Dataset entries
────────────────────────────────────────

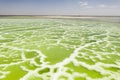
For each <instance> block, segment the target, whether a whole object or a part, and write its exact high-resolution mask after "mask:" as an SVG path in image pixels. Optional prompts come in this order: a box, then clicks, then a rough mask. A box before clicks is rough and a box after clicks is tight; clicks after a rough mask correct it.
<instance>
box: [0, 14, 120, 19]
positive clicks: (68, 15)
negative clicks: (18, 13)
mask: <svg viewBox="0 0 120 80" xmlns="http://www.w3.org/2000/svg"><path fill="white" fill-rule="evenodd" d="M96 17H106V18H107V17H120V16H109V15H108V16H106V15H0V18H53V19H54V18H55V19H56V18H71V19H72V18H96Z"/></svg>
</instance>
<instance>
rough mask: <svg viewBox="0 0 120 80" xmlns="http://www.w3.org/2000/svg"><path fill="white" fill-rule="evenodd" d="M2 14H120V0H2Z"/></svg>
mask: <svg viewBox="0 0 120 80" xmlns="http://www.w3.org/2000/svg"><path fill="white" fill-rule="evenodd" d="M0 15H119V16H120V0H0Z"/></svg>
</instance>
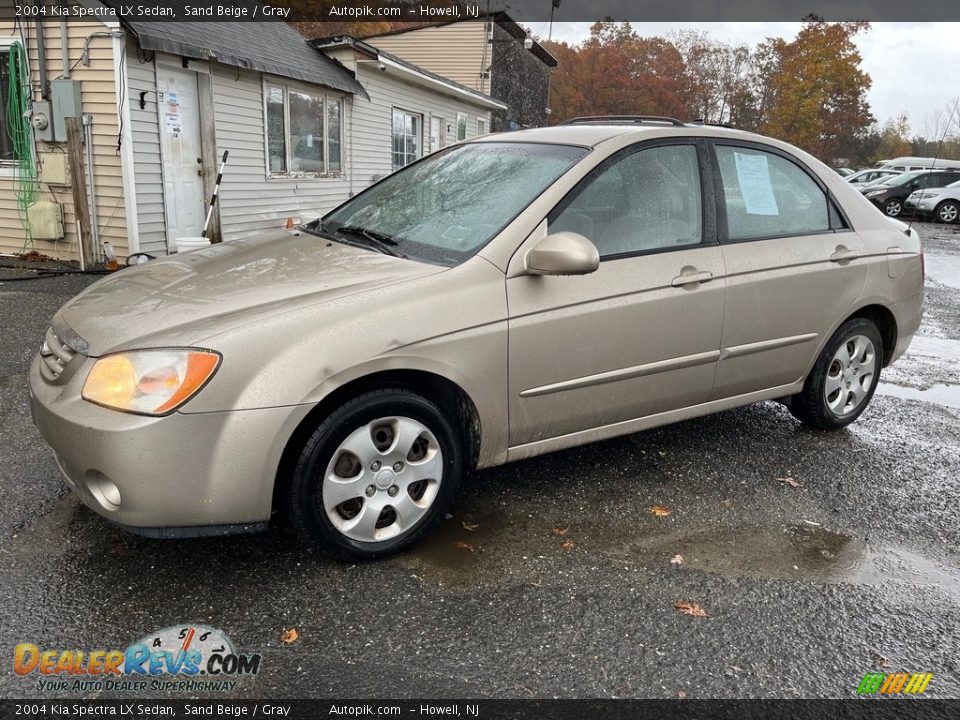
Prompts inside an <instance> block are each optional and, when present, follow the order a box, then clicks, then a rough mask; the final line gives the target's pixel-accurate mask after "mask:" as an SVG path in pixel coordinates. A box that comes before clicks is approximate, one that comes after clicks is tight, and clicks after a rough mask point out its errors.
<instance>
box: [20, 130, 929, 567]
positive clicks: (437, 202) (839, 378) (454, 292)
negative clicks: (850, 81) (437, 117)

────────────────────────────────────────

WHAT NEEDS TO BE DONE
In the lines above, locate the string "block". Copy every line where it occurs.

RESULT BELOW
For each <instance> block, segment the target, whether a whole object or a part, and write its exact high-resolution mask after "mask:" as an SVG path in image pixels. Optional prompts come in this order: a box, then clicks, then a rough mask. A box before clicks is rough and a box after clicks is tight; clicks after a rough mask correct it.
Prompts inside an <instance> block are each optional and, when present, follow the order a box, then clicks, then a rough mask; the final line gives the target's pixel-accurate mask after "mask:" as an SVG path in pixel coordinates. A box that comes before clicks is approximate, one that comes after clicks is tight, and clicks after a rough mask point out its errors.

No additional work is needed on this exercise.